----- Fragmento citado -----

Unas pisadas, el ruido de unas ruedas sobre el empedrado
rompen el silencio de la mañana. El bochorno dura ya más de la cuenta, apenas
una corriente de aire caliente y los primeros rayos de sol reflejan el tedio del
ambiente. Las pisadas se cruzan, unas
camino del mercado, otras buscando descubrir las historias que guardan las
estrechas calles del barrio. Cuánto sabor a pueblo, cuántas mañanas de niños
presurosos camino del colegio, cuántos atardeceres lentos. La primera luz azul se cuela por las apretadas paredes
encaladas y se refleja sobre los viejos muros que languidecen en la rutina
cotidiana.
El caminante enlentece sus pasos, se recrea en la angostura y
en la luz, apenas unas flores marchitas por el calor en los balcones, algún luminoso
trastoca el embrujo del paseo. Cuando sale a la plaza la encuentra vacía y
sola, aguarda serena el despertar de la mañana. Apremia la luz, oprime el calor,
el caminante la rodea con su mirada y se siente más de ella que nunca. La
memoria la recuerda vivaracha, la mirada la contempla taciturna.

----- Datos proporcionados -----

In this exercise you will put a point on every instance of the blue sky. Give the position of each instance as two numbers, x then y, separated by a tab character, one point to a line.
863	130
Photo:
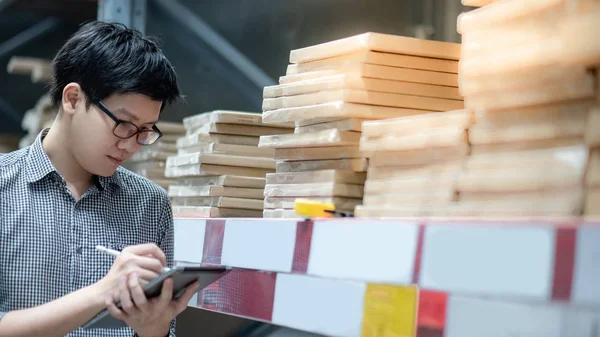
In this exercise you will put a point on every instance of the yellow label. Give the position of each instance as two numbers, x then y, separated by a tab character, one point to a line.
390	311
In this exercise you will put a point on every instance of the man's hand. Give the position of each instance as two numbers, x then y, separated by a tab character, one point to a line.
148	317
147	261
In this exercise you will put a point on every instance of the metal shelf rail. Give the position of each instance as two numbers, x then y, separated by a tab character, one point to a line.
356	277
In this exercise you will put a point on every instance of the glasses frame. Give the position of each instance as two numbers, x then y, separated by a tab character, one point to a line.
120	121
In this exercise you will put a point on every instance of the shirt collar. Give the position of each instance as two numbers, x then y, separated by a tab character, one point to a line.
39	166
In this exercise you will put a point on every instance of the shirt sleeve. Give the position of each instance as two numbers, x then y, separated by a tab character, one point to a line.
166	241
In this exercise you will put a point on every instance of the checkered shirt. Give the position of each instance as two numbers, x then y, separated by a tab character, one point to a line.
48	240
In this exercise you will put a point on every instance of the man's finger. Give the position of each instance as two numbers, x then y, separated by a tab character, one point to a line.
148	249
182	302
166	294
125	297
137	293
112	308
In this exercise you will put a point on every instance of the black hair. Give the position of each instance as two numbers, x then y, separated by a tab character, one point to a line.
109	58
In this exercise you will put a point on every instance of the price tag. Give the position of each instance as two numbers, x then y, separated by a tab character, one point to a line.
390	311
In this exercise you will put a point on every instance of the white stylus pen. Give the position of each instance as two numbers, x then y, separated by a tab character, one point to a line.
116	253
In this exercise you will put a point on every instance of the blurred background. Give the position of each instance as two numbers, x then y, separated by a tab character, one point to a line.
225	52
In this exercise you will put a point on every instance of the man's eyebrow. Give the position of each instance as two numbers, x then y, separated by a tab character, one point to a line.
133	117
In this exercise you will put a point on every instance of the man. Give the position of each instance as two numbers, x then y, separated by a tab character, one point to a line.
65	194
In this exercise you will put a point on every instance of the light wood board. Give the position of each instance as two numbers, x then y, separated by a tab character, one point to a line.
330	137
350	124
556	92
224	180
356	81
378	42
372	57
214	212
355	165
414	124
314	190
438	137
215	191
240	130
337	110
394	159
196	170
221	202
220	159
379	72
224	116
341	204
318	153
201	138
228	149
325	176
362	97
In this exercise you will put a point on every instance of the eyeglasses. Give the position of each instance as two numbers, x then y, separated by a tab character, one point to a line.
125	130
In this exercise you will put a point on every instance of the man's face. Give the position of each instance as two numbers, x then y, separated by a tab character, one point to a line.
95	146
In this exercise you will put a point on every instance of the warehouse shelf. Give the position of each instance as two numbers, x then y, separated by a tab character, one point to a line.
475	277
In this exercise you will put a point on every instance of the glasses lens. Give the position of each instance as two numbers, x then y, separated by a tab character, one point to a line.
148	137
125	130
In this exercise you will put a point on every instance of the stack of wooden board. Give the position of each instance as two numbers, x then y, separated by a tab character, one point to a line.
328	91
219	168
531	140
149	161
414	163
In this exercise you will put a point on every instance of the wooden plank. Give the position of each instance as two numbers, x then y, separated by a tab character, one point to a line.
355	165
337	110
318	153
378	58
379	72
377	42
327	176
363	97
330	137
356	81
314	190
241	130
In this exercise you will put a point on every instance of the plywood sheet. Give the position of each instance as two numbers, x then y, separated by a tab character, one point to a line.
428	156
593	173
195	170
314	190
215	191
214	212
377	42
379	58
324	176
349	124
414	124
332	137
318	153
225	202
224	180
438	137
556	92
241	130
228	149
362	97
355	165
220	159
356	81
337	110
379	72
225	117
201	138
341	204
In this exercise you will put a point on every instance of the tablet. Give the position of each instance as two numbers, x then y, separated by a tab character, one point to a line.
182	277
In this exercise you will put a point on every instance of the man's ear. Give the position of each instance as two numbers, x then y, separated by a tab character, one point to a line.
72	95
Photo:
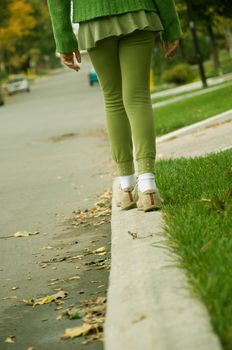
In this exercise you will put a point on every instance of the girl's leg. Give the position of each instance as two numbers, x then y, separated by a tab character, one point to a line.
105	59
135	53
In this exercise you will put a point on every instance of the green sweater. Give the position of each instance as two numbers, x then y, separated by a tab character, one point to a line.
83	10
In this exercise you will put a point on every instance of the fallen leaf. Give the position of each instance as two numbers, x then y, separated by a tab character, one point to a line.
25	233
99	250
10	339
8	298
71	313
47	299
14	288
78	331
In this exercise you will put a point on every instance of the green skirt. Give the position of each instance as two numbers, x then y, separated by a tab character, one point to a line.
91	31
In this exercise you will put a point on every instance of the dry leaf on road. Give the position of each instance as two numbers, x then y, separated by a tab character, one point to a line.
25	233
47	299
79	331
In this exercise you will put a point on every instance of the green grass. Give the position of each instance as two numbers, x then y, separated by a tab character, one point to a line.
186	112
198	222
165	98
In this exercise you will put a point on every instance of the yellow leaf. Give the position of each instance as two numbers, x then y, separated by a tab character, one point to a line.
47	299
78	331
25	233
10	339
99	250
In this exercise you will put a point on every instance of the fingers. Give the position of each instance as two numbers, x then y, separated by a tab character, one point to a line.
78	56
170	48
68	60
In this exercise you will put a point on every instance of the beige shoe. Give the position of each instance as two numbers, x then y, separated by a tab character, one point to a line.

-----

## Requisitos del ejercicio
Retoma el texto sobre el paseo matutino por las calles del barrio y sigue escribiéndolo a partir de su última frase.

## Respuesta
Suenan
campanas, unas persianas se levantan proclamando un soplo de vida. Se abre un
portón y dos monjas rasgan la soledad con lentitud. Son las hijas de la caridad
depositarias de las miserias y las alegrías de los vecinos, su rastro se pierde
por la muralla, en ella se refleja la primera luz azul de San Julián.
El barrio de San Julián, el espíritu de su memoria se recrea
en la luz de su amanecer. Se agolpan los recuerdos y se imaginan las historias,
así que pasen los tiempos, la esencia del barrio permanece inagotable.
El carácter de su luz
lo elevan a lo divino, es el cielo azul que lo ilumina, el más noble de los fenómenos naturales, la
aproximación más cercana a la pureza, el color que le otorga plenitud a la
cofradía. Somos de la Hiniesta, tenemos
el alma azul como azul es la luz de amanecida en levedad del frío y en la
canícula de agosto, somos los nazarenos
de la luz de San Julián.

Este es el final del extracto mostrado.